▶ Tasks for this exercise
1. In the post about Iris, rewrite the paragraph that begins "Iris is a bottom of the pack sort of dog" as a short bulleted list that keeps its main facts.
2. According to the post about Iris, how many puppies were born at the rescue, and how many of them are left?
3. Continue the post about Iris from its final sentence.

▶ Excerpt
****************************************
# Irresistible Iris, GSD X female, 7 months old - Stroud, Gloucestershire



## SharonR (May 9, 2014)

Irresistible Iris, GSD X female, 7 months old - Stroud, Gloucestershire




Iris is a young shepherd mix bitch and around 7 months old. She was one of 9 puppies born at the rescue - 4 are left, Iris being one of them.

Iris is a bottom of the pack sort of dog who is very gentle and kind and gets picked on by the others a little bit. She is only a baby and very sweet natured. She will have to be treated like a small puppy and get used to things that will be new to her i.e. living in a house, traffic noise etc - but as she is still only young this will be easy with a dog so sweet.



Iris is going to be quite a big dog and we hope someone will see her and see what we see in her. Yes she will take a bit of work but only the sort of work a puppy would take to get used to the outside world.



Iris has had lots of people interaction and is walked regularly on the lead. She is living in a big run with her siblings and mother.
****************************************
▶ Recorded information
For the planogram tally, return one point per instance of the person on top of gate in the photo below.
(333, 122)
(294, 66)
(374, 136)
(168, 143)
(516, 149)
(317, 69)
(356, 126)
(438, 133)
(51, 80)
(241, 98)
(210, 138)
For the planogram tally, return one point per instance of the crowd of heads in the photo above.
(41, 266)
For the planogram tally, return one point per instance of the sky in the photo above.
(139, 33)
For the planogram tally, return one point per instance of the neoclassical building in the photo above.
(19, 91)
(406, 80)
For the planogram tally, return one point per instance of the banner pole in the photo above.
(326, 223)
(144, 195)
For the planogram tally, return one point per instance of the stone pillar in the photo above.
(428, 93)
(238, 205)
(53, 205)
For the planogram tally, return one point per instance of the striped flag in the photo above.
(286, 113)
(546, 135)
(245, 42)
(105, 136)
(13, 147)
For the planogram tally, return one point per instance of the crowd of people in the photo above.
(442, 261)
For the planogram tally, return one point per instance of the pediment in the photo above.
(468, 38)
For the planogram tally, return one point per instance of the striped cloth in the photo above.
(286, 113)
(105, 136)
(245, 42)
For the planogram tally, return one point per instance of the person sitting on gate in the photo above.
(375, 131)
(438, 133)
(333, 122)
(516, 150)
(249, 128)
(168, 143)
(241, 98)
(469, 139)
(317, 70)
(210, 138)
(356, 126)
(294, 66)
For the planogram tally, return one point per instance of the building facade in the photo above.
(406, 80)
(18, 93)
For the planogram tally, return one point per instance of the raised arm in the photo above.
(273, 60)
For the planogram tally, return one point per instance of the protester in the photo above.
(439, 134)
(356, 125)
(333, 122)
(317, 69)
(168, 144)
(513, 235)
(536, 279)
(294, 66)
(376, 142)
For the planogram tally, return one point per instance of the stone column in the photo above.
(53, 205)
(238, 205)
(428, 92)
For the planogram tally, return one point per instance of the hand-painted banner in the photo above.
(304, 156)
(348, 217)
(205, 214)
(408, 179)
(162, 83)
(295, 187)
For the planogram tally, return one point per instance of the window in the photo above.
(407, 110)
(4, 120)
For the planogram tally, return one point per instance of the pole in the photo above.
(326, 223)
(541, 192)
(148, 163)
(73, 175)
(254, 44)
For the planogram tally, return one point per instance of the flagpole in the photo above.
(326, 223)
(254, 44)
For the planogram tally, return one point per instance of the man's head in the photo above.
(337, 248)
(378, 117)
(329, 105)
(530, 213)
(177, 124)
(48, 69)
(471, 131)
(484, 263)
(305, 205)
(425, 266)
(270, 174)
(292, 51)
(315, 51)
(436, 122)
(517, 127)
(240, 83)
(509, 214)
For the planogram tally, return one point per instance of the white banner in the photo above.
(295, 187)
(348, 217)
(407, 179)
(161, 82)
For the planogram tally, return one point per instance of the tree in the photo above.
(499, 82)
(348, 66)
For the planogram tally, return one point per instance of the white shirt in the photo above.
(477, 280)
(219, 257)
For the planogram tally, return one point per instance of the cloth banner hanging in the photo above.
****************************************
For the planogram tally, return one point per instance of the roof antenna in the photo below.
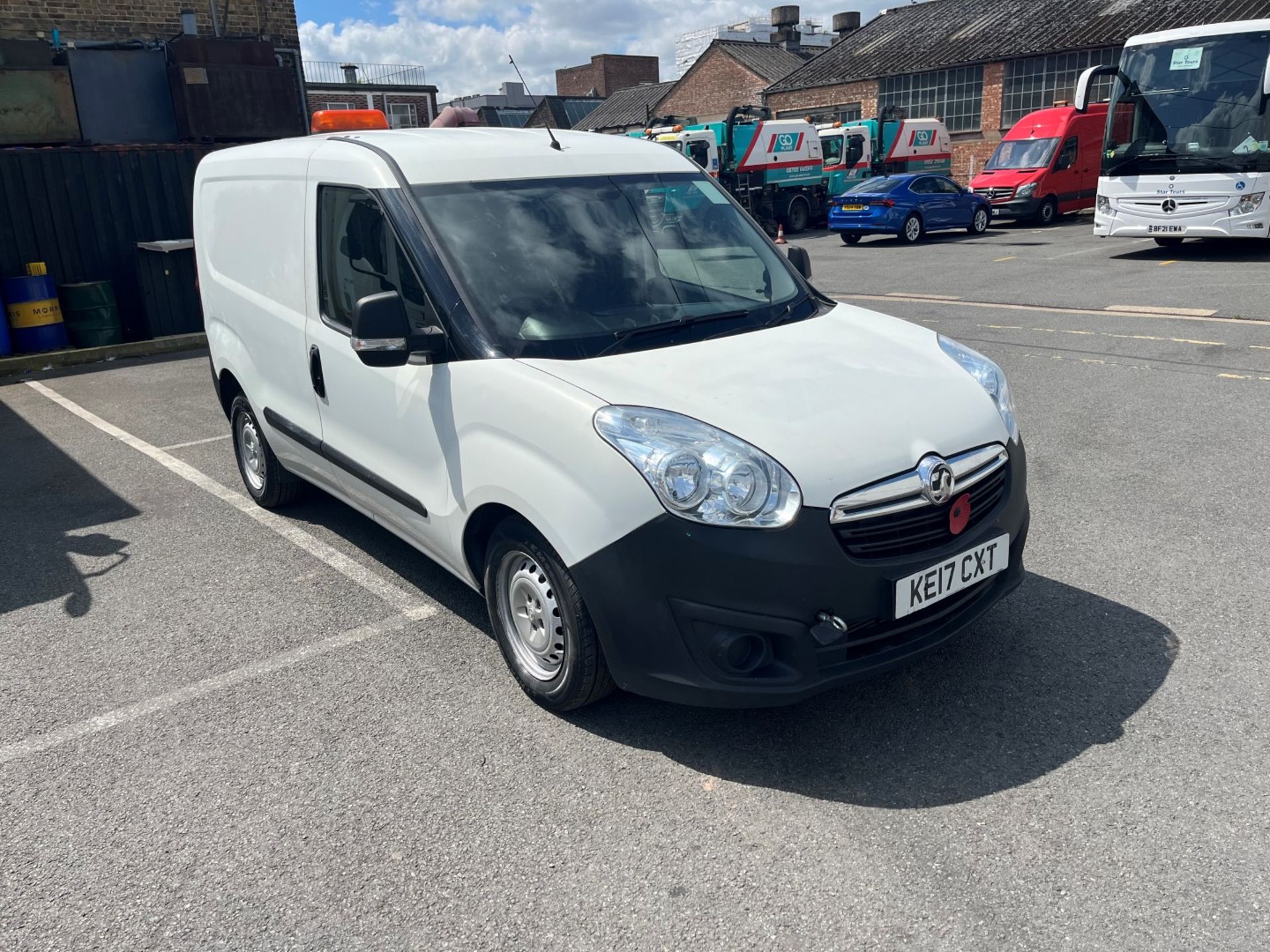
****************************************
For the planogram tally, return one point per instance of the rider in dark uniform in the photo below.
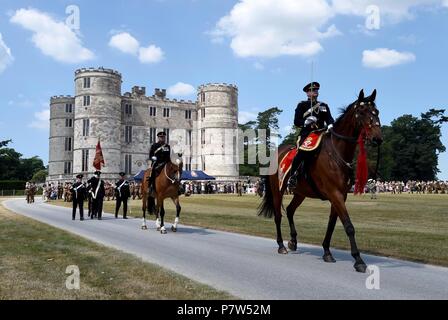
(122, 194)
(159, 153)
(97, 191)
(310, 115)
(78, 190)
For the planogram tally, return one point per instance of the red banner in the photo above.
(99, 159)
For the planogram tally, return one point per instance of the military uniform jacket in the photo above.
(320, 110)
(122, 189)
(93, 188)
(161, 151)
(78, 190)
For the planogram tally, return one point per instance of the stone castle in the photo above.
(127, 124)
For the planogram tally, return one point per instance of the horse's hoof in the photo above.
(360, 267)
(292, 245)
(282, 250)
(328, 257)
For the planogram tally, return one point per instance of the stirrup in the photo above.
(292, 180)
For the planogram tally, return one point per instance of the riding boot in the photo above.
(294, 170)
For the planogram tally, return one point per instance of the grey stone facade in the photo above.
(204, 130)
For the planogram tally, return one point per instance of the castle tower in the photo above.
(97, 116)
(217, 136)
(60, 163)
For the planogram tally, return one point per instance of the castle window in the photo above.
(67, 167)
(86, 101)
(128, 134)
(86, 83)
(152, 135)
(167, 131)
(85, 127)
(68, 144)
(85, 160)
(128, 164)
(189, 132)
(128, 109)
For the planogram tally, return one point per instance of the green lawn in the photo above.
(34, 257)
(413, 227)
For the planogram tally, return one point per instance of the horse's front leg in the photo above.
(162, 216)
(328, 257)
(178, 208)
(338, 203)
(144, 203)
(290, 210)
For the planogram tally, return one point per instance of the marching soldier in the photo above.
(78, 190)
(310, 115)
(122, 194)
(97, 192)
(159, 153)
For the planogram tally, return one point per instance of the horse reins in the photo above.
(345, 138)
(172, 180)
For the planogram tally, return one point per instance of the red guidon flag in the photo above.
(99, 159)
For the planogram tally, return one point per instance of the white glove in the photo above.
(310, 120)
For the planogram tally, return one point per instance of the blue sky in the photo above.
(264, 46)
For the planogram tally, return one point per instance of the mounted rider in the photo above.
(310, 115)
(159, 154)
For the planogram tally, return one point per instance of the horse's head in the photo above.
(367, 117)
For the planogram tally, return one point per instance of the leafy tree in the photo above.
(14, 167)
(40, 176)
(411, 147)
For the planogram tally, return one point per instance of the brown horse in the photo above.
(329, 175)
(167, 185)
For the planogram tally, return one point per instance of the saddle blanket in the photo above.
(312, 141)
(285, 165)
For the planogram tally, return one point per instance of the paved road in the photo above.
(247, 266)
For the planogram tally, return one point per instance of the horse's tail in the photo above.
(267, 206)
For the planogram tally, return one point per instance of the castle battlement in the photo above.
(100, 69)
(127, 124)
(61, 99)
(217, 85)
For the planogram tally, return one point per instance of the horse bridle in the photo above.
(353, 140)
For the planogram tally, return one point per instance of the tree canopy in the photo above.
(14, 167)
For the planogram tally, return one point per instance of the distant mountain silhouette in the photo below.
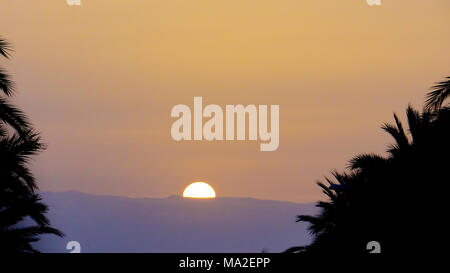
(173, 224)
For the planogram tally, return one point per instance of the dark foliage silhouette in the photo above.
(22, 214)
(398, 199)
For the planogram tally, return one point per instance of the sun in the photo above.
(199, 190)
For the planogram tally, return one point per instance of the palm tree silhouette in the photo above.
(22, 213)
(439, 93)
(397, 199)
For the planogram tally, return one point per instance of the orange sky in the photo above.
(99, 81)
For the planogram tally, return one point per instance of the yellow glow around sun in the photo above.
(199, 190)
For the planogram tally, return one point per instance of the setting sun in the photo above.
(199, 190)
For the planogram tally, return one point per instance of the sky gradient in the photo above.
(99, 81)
****************************************
▶ Answers for each item
1.
- Iris sits at the bottom of the pack, is gentle and kind, and gets picked on a little by the other dogs.
- She is still a baby and very sweet-natured.
- She will need to be treated like a small puppy and get used to new things such as living in a house and traffic noise.
- Because she is young and so sweet, this should be easy.

2. Nine puppies were born at the rescue, and four of them, including Iris, are left.

3.
Video: *




Iris is fully vaccinated and micro-chipped.

If you are interested in offering Iris a home for life please email for our questionnaire in the first instance to: *[email protected]

Please note that any potential home will be subject to home check.


----------



## SharonR (May 9, 2014)

Iris is still available for adoption!


----------



## SharonR (May 9, 2014)

Iris is still available for adoption. 

If you are interested in offering Iris a home for life please email for our questionnaire in the first instance to: [email protected]


----------



## Ang2 (Jun 15, 2012)

Oh, I hope she finds that loving, forever home


----------



## SharonR (May 9, 2014)

This dog is now RESERVED!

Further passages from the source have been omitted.